Trecho do documento:

Em uma das publicações feitas há duas semanas, o grupo estimava que a curva se achataria gradualmente, mas o que pôde ser observado foi um aumento dos casos. Na tentativa de capturar com mais exatidão as variações no contágio, o COVID-19 Analytics dividiu a análise dos municípios e os separou em dois grupos: os 20% com maior Índice de Desenvolvimento Humano (IDHM) e os 80% com menor IDHM. A suposição, explica outro coordenador do grupo, professor Alexandre Street, do Departamento de Engenharia Elétrica, é de que locais com maior IDHM estão em um estágio mais avançado da pandemia, por causa do fluxo de pessoas entre municípios e centros internacionais.

Dados fornecidos:
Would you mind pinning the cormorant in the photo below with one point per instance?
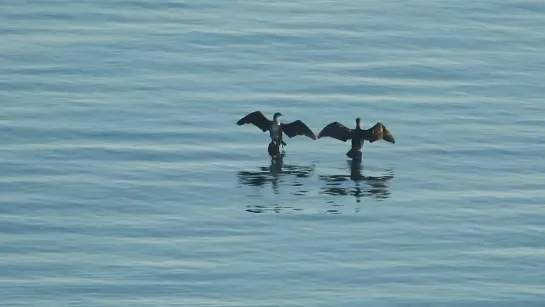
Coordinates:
(276, 128)
(338, 131)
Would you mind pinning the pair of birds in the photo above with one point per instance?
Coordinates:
(334, 130)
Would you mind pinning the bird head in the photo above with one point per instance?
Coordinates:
(277, 115)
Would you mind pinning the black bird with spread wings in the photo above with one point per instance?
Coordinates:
(276, 128)
(338, 131)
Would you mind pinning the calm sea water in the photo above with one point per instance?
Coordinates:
(126, 182)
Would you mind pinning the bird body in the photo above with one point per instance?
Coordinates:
(276, 129)
(357, 136)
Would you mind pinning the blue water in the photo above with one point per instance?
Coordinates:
(126, 182)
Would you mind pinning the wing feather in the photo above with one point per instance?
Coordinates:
(337, 131)
(297, 128)
(256, 118)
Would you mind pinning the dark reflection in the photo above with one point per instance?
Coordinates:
(365, 186)
(275, 174)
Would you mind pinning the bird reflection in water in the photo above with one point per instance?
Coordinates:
(277, 174)
(376, 186)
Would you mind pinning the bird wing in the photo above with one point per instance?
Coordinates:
(256, 118)
(337, 131)
(379, 132)
(297, 128)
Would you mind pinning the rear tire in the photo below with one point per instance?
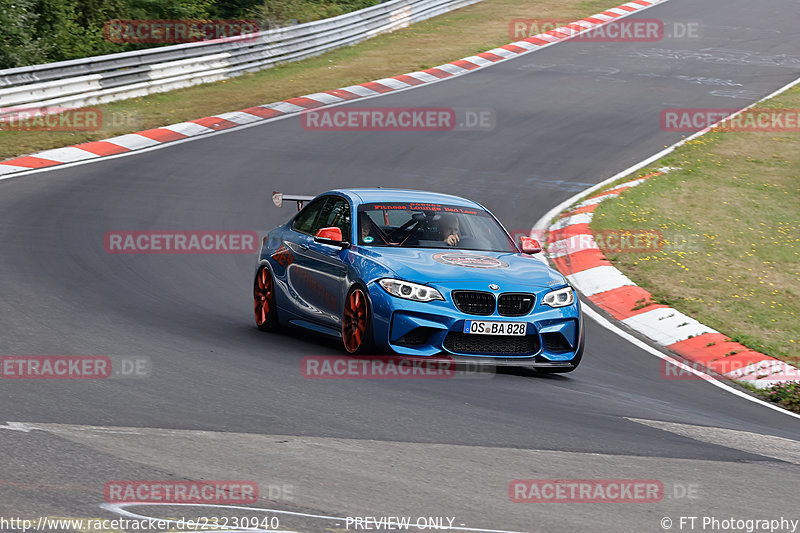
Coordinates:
(357, 322)
(266, 312)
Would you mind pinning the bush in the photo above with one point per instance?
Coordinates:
(785, 394)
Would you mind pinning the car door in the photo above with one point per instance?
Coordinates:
(317, 275)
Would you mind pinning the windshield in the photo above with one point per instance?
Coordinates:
(422, 225)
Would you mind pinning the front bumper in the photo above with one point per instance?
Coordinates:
(407, 327)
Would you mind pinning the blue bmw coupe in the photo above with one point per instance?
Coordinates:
(416, 273)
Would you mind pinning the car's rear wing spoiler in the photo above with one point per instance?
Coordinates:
(278, 199)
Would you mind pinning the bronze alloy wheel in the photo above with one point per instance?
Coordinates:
(355, 322)
(264, 300)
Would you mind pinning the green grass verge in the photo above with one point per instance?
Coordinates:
(464, 32)
(730, 215)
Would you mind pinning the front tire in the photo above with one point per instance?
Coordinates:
(357, 322)
(266, 312)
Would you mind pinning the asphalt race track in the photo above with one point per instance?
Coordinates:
(224, 401)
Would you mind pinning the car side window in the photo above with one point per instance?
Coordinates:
(335, 214)
(304, 222)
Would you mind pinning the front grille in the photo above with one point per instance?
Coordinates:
(415, 337)
(465, 343)
(515, 303)
(474, 302)
(556, 343)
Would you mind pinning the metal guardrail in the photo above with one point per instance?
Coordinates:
(101, 79)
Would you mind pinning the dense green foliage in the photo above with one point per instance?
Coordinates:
(42, 31)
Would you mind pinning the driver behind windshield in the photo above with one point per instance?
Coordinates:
(448, 228)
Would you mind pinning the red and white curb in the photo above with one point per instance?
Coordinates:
(573, 251)
(184, 130)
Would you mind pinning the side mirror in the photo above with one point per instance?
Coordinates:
(332, 236)
(530, 246)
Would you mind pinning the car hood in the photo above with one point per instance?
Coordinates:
(428, 265)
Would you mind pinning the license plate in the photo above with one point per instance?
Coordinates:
(480, 327)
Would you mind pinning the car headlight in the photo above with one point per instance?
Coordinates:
(410, 291)
(560, 297)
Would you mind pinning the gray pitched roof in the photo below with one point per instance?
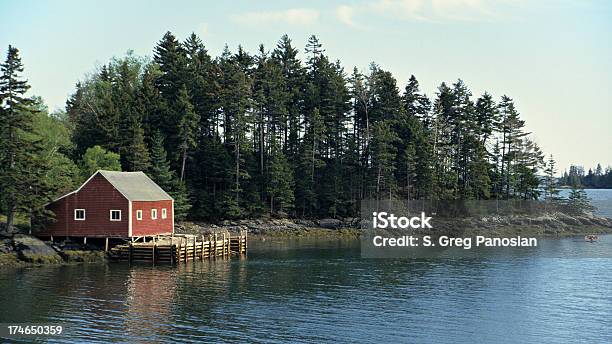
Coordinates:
(135, 186)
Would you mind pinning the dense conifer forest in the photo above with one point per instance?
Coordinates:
(253, 134)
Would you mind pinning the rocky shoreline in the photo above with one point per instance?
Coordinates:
(18, 250)
(553, 224)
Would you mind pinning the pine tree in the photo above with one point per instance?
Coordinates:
(279, 181)
(551, 193)
(383, 160)
(161, 174)
(97, 158)
(22, 166)
(578, 202)
(187, 127)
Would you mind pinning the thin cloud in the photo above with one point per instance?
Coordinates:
(294, 16)
(436, 11)
(345, 14)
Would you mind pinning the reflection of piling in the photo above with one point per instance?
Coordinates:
(180, 248)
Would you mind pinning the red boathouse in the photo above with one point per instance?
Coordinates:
(113, 205)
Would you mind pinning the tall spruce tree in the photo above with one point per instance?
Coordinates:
(162, 174)
(22, 166)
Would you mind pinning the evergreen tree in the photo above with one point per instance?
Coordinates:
(161, 174)
(551, 193)
(97, 158)
(22, 166)
(578, 202)
(279, 181)
(187, 127)
(383, 160)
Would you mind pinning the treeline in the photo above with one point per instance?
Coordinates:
(243, 135)
(593, 179)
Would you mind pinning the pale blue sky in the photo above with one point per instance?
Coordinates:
(553, 57)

Detalhes do problema:
Reproduza, sem nenhuma alteração, a passagem do trecho do documento que vai de "Em uma das publicações" até "e centros internacionais.".

Resposta ao exercício:
Em uma das publicações feitas há duas semanas, o grupo estimava que a curva se achataria gradualmente, mas o que pôde ser observado foi um aumento dos casos. Na tentativa de capturar com mais exatidão as variações no contágio, o COVID-19 Analytics dividiu a análise dos municípios e os separou em dois grupos: os 20% com maior Índice de Desenvolvimento Humano (IDHM) e os 80% com menor IDHM. A suposição, explica outro coordenador do grupo, professor Alexandre Street, do Departamento de Engenharia Elétrica, é de que locais com maior IDHM estão em um estágio mais avançado da pandemia, por causa do fluxo de pessoas entre municípios e centros internacionais.